Dataset items about object locations:
============================================================
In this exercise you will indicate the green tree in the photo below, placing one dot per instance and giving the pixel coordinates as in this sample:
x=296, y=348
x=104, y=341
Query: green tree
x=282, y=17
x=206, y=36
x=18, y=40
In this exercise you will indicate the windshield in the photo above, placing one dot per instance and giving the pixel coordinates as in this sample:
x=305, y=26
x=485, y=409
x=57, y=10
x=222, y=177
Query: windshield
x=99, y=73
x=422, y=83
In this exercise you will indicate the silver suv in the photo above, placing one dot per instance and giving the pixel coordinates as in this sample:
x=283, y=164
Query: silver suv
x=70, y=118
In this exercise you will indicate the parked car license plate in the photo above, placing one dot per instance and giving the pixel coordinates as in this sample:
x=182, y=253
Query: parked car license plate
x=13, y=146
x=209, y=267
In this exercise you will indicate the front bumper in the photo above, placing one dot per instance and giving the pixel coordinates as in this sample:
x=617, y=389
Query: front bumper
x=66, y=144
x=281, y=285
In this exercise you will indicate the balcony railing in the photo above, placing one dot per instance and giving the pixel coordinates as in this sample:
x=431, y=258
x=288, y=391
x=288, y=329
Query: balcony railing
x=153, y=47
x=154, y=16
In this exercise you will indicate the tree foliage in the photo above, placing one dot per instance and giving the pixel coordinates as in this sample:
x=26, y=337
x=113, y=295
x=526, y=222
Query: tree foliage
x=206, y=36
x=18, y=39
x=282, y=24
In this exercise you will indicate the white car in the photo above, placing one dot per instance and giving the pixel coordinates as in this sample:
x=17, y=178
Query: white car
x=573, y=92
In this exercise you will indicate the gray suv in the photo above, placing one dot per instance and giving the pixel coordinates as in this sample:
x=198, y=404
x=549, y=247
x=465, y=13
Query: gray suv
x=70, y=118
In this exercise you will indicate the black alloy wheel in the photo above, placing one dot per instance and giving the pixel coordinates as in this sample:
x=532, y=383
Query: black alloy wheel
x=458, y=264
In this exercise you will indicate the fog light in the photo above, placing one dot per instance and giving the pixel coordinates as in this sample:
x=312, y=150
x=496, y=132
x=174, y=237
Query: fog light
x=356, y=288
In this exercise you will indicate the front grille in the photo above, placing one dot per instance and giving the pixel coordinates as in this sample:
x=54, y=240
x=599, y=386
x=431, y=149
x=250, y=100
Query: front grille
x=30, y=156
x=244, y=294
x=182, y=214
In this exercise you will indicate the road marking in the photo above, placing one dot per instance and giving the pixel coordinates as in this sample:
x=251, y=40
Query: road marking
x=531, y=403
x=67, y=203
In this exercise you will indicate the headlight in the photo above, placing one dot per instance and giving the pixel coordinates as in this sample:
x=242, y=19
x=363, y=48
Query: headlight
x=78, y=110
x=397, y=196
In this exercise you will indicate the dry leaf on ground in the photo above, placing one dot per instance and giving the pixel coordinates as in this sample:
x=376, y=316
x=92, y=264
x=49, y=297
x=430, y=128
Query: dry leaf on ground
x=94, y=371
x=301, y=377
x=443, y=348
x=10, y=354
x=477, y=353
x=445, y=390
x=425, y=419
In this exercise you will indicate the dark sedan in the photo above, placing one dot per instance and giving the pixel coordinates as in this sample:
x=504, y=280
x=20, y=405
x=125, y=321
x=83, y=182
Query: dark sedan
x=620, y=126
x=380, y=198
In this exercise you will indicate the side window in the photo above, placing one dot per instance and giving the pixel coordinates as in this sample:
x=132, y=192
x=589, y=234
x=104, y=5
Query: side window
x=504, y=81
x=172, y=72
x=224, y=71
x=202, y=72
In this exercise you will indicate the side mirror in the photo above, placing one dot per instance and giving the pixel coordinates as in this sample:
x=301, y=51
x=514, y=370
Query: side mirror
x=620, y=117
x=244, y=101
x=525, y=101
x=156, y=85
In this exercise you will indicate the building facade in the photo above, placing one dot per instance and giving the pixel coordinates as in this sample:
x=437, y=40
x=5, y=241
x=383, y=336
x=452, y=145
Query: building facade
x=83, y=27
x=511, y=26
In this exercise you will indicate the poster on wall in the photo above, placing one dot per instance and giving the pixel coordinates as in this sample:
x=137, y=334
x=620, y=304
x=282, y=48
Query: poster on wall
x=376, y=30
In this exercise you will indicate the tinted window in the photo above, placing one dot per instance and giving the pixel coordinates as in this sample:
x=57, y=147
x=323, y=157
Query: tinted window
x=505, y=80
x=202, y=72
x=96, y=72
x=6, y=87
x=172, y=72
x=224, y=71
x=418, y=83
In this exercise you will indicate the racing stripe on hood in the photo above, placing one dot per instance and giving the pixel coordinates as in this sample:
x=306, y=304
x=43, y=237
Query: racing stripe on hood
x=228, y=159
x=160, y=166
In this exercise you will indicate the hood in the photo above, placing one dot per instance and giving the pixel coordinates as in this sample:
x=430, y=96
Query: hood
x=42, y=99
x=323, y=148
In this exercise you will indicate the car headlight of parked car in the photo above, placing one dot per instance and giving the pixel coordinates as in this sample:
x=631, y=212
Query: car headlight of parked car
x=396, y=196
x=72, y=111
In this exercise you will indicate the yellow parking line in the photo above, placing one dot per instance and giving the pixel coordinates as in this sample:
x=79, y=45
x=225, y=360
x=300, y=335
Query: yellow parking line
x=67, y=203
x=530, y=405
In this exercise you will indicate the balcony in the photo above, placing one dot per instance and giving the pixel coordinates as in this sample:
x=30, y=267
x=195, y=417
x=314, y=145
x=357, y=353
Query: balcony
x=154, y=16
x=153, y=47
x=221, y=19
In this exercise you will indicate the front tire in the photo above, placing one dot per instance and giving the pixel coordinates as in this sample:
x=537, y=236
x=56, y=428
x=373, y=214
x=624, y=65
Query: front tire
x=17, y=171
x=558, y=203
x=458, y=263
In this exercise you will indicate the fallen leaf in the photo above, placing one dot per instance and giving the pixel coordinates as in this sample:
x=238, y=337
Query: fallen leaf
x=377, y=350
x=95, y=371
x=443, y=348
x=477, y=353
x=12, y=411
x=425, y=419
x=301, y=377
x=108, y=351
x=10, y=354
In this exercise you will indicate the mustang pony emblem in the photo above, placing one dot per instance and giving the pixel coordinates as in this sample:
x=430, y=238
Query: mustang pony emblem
============================================================
WHAT TO DO
Reproduce every line of the items above, from the first to the last, without altering a single character.

TASK RESULT
In this exercise you will indicate the green tree in the photo below, placing one dot per instance and giving the pixel coordinates as in this sample:
x=296, y=348
x=104, y=341
Query: green tree
x=282, y=17
x=206, y=36
x=18, y=40
In this exercise you will indicate the windshield in the photo above, placing one dot per instance and giving the pixel coordinates as in this sample:
x=305, y=26
x=485, y=409
x=57, y=10
x=222, y=177
Query: windshield
x=99, y=73
x=422, y=83
In this exercise you will indicate the silver suv in the photo above, placing one dot per instance and giving the pixel coordinates as in this sample:
x=283, y=164
Query: silver suv
x=70, y=118
In this exercise you will indicate the parked car license plate in the photo above, placing one dot per instance and giving the pixel coordinates as in this sample:
x=182, y=253
Query: parked car license plate
x=13, y=146
x=209, y=267
In this exercise you will indicate the front bumper in the photo above, placing one dot per instance and giving the pixel coordinates as in this sample:
x=617, y=389
Query: front bumper
x=66, y=144
x=281, y=285
In this exercise you will indicate the balcony railing in the photo above, placing one dot per instance and giving the pixel coordinates as in this sample:
x=431, y=258
x=288, y=391
x=288, y=329
Query: balcony railing
x=153, y=47
x=154, y=16
In this exercise you will indicate the tree foliage in the photo above, placing one dot per instance and giving the pixel coordinates as in this sample:
x=26, y=337
x=113, y=295
x=526, y=222
Query: tree foliage
x=206, y=36
x=18, y=39
x=282, y=24
In this exercise you will indicate the white car in the photo above, placing one dot per instance and giving the pixel coordinates as in this sample:
x=17, y=178
Query: white car
x=573, y=92
In this exercise you will indicate the gray suv in the photo above, placing one dot per instance and giving the pixel coordinates as in this sample:
x=198, y=404
x=549, y=247
x=465, y=13
Query: gray suv
x=70, y=118
In this exercise you will indicate the black alloy wheel in the photo above, placing one dot per instance and giving the pixel coordinates as in this sample:
x=532, y=383
Query: black alloy wheel
x=458, y=264
In this exercise you will indicate the fog light in the photo above, placing one dot per instance and giving the pixel coordinates as in this sample:
x=312, y=150
x=496, y=132
x=174, y=237
Query: fog light
x=356, y=288
In this exercise you will indicate the front grille in the photo above, placing one dot per instance and giving the pixel coordinates as in this sample:
x=54, y=240
x=599, y=386
x=431, y=149
x=250, y=100
Query: front grille
x=30, y=156
x=244, y=294
x=182, y=214
In this exercise you will indicate the road marking in the photo above, placing one dot per instance and giving the pixel coordinates as in this sample:
x=251, y=40
Query: road marking
x=531, y=403
x=67, y=203
In this exercise you will indicate the headlight in the photo above, placing one dot per instance and giving the pixel coordinates as in this sample:
x=242, y=19
x=363, y=48
Query: headlight
x=78, y=110
x=397, y=196
In this exercise you will indicate the dry leaf on ground in the photo above, placing one dot per instance and giving the pixel coordinates as in this sample:
x=376, y=316
x=92, y=264
x=49, y=297
x=430, y=128
Query: dry leaf on ground
x=94, y=371
x=301, y=377
x=443, y=348
x=10, y=354
x=477, y=353
x=445, y=390
x=425, y=419
In this exercise you will indicate the dark sedan in the photo above, placing one dot per instance and giving the pixel coordinates as in this sample:
x=504, y=280
x=20, y=405
x=125, y=321
x=83, y=182
Query: dark sedan
x=620, y=126
x=380, y=198
In this exercise you will indicate the side window in the photo above, placing one dot per instance and giving the pixel coordinates as in this sample:
x=132, y=192
x=589, y=234
x=104, y=5
Query: side window
x=504, y=81
x=172, y=72
x=224, y=71
x=202, y=72
In this exercise you will indicate the side mirror in the photo above, placing one dot per instance and giving the pixel coordinates as in this sample:
x=301, y=51
x=514, y=370
Query: side mirror
x=620, y=117
x=244, y=101
x=525, y=101
x=156, y=85
In this exercise you will indicate the building facade in the photo above, placing one dot per instance and giving the pixel coordinates as in this sample:
x=437, y=40
x=5, y=241
x=383, y=336
x=452, y=145
Query: building facade
x=83, y=27
x=511, y=26
In this exercise you will indicate the poster on wall in the photo above, placing one dot per instance and giving the pixel coordinates as in this sample:
x=137, y=334
x=620, y=304
x=282, y=48
Query: poster on wall
x=376, y=30
In this exercise you will indicate the tinted window in the photo above, placing one dot per instance and giving the pixel coordinates as in this sample:
x=57, y=147
x=323, y=157
Query: tinted window
x=505, y=80
x=202, y=72
x=96, y=72
x=6, y=87
x=172, y=72
x=224, y=71
x=418, y=83
In this exercise you will indicate the racing stripe on hood in the photo above, placing one dot per instance and giving the pixel coordinates as in this sample:
x=306, y=304
x=43, y=237
Query: racing stripe on hood
x=228, y=159
x=160, y=166
In this exercise you will indicate the hood in the photo above, placing one dot per instance and giving the pixel coordinates as in this sample:
x=430, y=96
Query: hood
x=42, y=99
x=323, y=148
In this exercise you will indicate the car headlight of parked car in the photo above, placing one dot per instance and giving the pixel coordinates as in this sample:
x=631, y=212
Query: car headlight of parked car
x=396, y=196
x=72, y=111
In this exercise you will indicate the yellow parking line in the photo above, placing one dot per instance and giving the pixel coordinates as in this sample:
x=79, y=45
x=225, y=360
x=300, y=335
Query: yellow parking line
x=67, y=203
x=530, y=405
In this exercise you will indicate the balcony in the photo above, placing one dot per instance and giving the pixel coordinates as in this sample:
x=30, y=267
x=195, y=417
x=314, y=145
x=357, y=353
Query: balcony
x=154, y=16
x=153, y=47
x=221, y=19
In this exercise you will indicate the front tire in the photo above, placing one dot per instance and giving the pixel coordinates as in this sample:
x=537, y=236
x=56, y=428
x=373, y=214
x=624, y=65
Query: front tire
x=17, y=171
x=558, y=203
x=458, y=263
In this exercise you will indicate the fallen leaf in the photo above, placing one dot per instance and giving the pixel coordinates as in this sample:
x=238, y=337
Query: fallen leaf
x=377, y=350
x=95, y=371
x=443, y=348
x=477, y=353
x=12, y=411
x=425, y=419
x=301, y=377
x=108, y=351
x=10, y=354
In this exercise you will indicate the mustang pony emblem in the photo above, placing one dot per instance and giving the pixel coordinates as in this sample:
x=430, y=238
Query: mustang pony emblem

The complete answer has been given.